**Stored rows**

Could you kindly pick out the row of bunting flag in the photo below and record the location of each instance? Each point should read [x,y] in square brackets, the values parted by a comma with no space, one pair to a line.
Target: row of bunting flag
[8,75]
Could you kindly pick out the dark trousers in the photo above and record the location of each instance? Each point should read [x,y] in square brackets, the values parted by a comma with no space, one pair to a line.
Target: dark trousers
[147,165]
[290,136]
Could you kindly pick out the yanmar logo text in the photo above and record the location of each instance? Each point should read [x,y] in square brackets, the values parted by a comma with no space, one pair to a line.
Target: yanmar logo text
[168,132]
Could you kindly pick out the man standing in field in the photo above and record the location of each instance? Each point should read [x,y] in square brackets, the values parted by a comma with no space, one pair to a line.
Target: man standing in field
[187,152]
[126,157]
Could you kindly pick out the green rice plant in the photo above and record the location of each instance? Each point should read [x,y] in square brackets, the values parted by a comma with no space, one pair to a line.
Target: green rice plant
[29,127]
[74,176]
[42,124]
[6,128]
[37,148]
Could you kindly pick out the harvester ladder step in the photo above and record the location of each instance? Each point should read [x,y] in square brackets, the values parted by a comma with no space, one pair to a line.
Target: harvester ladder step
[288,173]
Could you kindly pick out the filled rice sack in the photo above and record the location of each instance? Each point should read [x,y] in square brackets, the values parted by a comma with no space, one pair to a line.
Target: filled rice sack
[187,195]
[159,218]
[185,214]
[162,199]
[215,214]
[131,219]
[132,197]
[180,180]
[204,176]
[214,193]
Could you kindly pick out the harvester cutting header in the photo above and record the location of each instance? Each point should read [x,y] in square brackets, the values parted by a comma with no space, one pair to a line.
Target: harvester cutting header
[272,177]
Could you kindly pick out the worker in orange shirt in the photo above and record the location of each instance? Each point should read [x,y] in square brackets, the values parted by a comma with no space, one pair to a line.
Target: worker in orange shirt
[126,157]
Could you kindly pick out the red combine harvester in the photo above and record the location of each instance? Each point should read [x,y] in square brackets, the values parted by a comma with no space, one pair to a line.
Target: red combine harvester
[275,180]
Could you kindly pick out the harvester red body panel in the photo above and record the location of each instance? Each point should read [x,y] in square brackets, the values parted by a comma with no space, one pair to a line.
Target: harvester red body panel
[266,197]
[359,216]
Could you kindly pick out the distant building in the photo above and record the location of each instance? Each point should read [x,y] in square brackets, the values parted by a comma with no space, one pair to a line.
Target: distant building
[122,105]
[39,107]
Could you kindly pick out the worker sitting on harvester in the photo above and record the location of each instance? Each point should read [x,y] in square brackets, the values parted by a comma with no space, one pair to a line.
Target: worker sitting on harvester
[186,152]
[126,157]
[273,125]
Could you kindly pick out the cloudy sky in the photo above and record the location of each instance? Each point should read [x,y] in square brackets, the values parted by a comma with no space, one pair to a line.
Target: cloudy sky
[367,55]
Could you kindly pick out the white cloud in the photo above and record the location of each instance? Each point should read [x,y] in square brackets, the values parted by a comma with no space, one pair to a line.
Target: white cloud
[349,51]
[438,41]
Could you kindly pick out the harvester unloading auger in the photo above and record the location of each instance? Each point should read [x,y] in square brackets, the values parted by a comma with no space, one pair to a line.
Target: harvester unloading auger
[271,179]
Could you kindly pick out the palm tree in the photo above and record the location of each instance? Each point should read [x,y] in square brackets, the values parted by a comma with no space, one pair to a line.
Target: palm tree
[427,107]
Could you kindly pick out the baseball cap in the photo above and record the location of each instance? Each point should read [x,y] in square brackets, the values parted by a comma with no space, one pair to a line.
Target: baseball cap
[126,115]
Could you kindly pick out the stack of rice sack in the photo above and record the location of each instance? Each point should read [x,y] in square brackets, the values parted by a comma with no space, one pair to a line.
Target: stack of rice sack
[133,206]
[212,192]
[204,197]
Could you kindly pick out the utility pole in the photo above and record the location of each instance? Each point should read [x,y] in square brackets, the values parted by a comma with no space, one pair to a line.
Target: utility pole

**Brief**
Extract every record and return it verbatim.

**Result**
Could you kindly pick out the row of bunting flag in the photo below and record the location of each instance? Each point should read [x,y] in square brackets, the values parted by a comma with no space, one pair to a line.
Target: row of bunting flag
[8,75]
Could you kindly pick out the dark trousers in the photo above and record the location of each instance? Each point should read [x,y] in square brackets, the values parted by a comma with no space, one pair to a line.
Target: dark trousers
[147,165]
[290,136]
Could you kindly pick out the yanmar logo text in the photo above and record the location of each instance? Each point should read [x,y] in square brackets, the values parted by a comma with no space, one pair to a line.
Target: yanmar logo text
[168,132]
Could you kindly pick out the man standing in field in the photo above and record the location of each instance? Each point should read [x,y] in square brackets, the values parted by a comma with no space, one pair to a line.
Target: man standing in field
[187,152]
[126,157]
Could you kindly pick out the green rice plant in the photo above and record the location of each instance? Each point should read [x,y] in square brackets, the values parted by a comma with no space, one pair to a line.
Target: green rice plant
[29,127]
[74,176]
[42,124]
[6,128]
[37,148]
Could you kindly pick out the harvester ladder step in the photo above and record the location of each instance? Each point should read [x,y] in square brackets, the values parted by a comma with no space, one pair to a line.
Target: harvester ladder step
[288,173]
Could you kindly pick out the filled rice sack in the photo above and record the location of each instance? Each point should read [x,y] in square brackets, the values parted by a comma with no space, one pair to a line.
Target: filled rice sack
[187,195]
[159,218]
[185,214]
[162,199]
[215,214]
[131,219]
[132,197]
[180,180]
[204,176]
[214,193]
Could you kindly pick out the harvester cutting header in the photo above and record the location of each instance? Each point should read [x,y] in square brackets, the values parted by a comma with no space, one pair to a line.
Target: harvester cutting header
[272,177]
Could you kindly pick out the worker in orange shirt in the photo above and record the location of each instance? Each point should read [x,y] in square brackets, the values parted by a comma with no space, one pair to a line.
Target: worker in orange shirt
[126,157]
Could you kindly pick out the red combine harvester in the photo above and record the location of each instance? Each point should read [x,y] in square brackets, the values parted by a comma with no space, one pair to a line.
Target: red combine harvester
[275,180]
Could you kindly pick out the harvester red body panel in the photo above and record the location of each instance? Each point should read [x,y] in square brackets, the values parted by a comma with no space, one pair to a line.
Target: harvester red body panel
[266,197]
[359,216]
Could you kindly pick out the distant building in the photo above and record the location of each instance? Each point should read [x,y] in square brackets, the values parted by a comma with no space, one pair to a line.
Target: distant building
[122,105]
[39,107]
Could you kindly pick out the worker sitting on harvester in the photo above and record the location of each instance? Each point should read [x,y] in square brackets, the values parted by a comma with no space, one pair to a line.
Target: worker sitting on harvester
[186,152]
[126,157]
[273,125]
Could you kindly pick out the cloudy sky in the photo above and record the location of each instance? Each point should read [x,y] in square brackets, the values parted by a comma with no space, one pair to a line.
Target: cloudy sky
[367,55]
Could you kindly pick out the white cloud in the photo above and record the location of each instance? Each point should read [x,y] in square brackets, the values parted by a comma with no space, one pair to a line.
Target: white cloud
[349,51]
[438,41]
Could you kindly pick out the harvester unloading auger in the photo above and record the location of each instance? Each point should read [x,y] in square brackets, the values parted by a comma with no space, one pair to a line.
Target: harvester unloading auger
[271,179]
Could you kindly pick out the palm tree in the photo above and record the location of each instance? Each point should read [x,y] in square brackets, the values parted by a comma with no space, one pair to a line.
Target: palm tree
[427,107]
Could you kindly pick out the baseball cap in the photo above and record the location of each instance? Each point should read [x,y] in square brackets, the values parted by a comma with no space, one pair to a line.
Target: baseball cap
[126,115]
Could you kindly pick out the stack of rice sack in the photo above and record the location of each instance? Each point should read [x,y] in square brackets, the values parted by a comma with no space, one pair to a line.
Target: stack of rice sack
[133,206]
[212,192]
[204,197]
Could you kindly pick out the utility pole in the photo above and record the location of each instance? Each point should read [x,y] in square brackets, the values parted by a comma with no space, one pair to a line.
Target: utility pole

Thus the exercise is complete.